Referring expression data
=====

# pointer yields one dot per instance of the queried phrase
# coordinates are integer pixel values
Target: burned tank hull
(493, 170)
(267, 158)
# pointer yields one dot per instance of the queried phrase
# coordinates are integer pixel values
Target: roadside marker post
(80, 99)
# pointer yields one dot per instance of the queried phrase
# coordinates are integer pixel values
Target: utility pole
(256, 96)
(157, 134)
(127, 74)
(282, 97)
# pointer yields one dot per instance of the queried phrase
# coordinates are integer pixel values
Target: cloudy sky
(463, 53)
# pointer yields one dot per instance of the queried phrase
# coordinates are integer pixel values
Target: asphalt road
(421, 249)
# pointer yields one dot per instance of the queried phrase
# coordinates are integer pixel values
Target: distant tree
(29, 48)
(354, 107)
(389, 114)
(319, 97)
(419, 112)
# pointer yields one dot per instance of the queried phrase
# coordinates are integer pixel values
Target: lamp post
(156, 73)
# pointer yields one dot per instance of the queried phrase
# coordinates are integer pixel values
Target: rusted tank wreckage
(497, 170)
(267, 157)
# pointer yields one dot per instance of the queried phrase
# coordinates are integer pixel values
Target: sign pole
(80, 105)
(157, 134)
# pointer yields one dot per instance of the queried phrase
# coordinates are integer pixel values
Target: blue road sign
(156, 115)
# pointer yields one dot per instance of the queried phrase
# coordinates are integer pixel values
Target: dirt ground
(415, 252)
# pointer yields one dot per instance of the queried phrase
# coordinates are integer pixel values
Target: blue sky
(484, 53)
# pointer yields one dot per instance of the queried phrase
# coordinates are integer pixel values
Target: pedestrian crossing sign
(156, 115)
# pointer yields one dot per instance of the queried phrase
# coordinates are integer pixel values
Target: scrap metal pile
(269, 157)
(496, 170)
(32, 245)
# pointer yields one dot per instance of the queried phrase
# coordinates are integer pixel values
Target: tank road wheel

=====

● Task to complete: Copy every record exactly, leaving each line intact.

● Response to the task:
# pointer yields one dot per instance of the queried phrase
# coordinates are integer pixel values
Target: burned tank hull
(493, 170)
(267, 158)
# pointer yields one dot per instance of the queried phrase
# coordinates are integer pixel values
Target: roadside marker post
(80, 99)
# pointer yields one dot per instance of the queried phrase
# coordinates are integer pixel values
Target: utility pole
(256, 96)
(157, 134)
(127, 74)
(282, 97)
# pointer yields one dot per instance of the queried phrase
# coordinates are integer pixel values
Target: cloudy sky
(463, 53)
# pointer yields one dot per instance of the queried phrase
# coordinates are integer pixel values
Target: asphalt road
(421, 249)
# pointer yields one dot per instance of the queried phrase
# coordinates are integer pixel values
Target: distant tree
(29, 48)
(354, 107)
(389, 114)
(319, 97)
(419, 112)
# pointer yields one dot per instance of the queried phrase
# coordinates are integer pixel values
Target: lamp post
(156, 73)
# pointer yields one dot per instance of the queried phrase
# coordinates are integer pixel values
Target: rusted tank wreckage
(497, 170)
(267, 157)
# pointer yields one dot per instance of the queried phrase
# coordinates are integer pixel values
Target: sign pole
(80, 105)
(157, 134)
# pointer yields one dot per instance of the queried phrase
# coordinates are integer pixel values
Target: blue road sign
(156, 115)
# pointer yields one dot per instance of the queried phrase
# coordinates are integer pixel values
Target: dirt ground
(415, 252)
# pointer yields one dot per instance of the queried phrase
# coordinates are integer pixel values
Target: blue sky
(484, 53)
# pointer yields one dot per instance of the queried phrase
# coordinates are integer pixel values
Target: pedestrian crossing sign
(156, 115)
# pointer yields one dot per instance of the queried phrase
# coordinates are integer pixel values
Target: scrap metal pile
(269, 157)
(496, 170)
(32, 245)
# pointer yields one dot per instance of the queried phrase
# coordinates are integer pixel values
Target: tank road wheel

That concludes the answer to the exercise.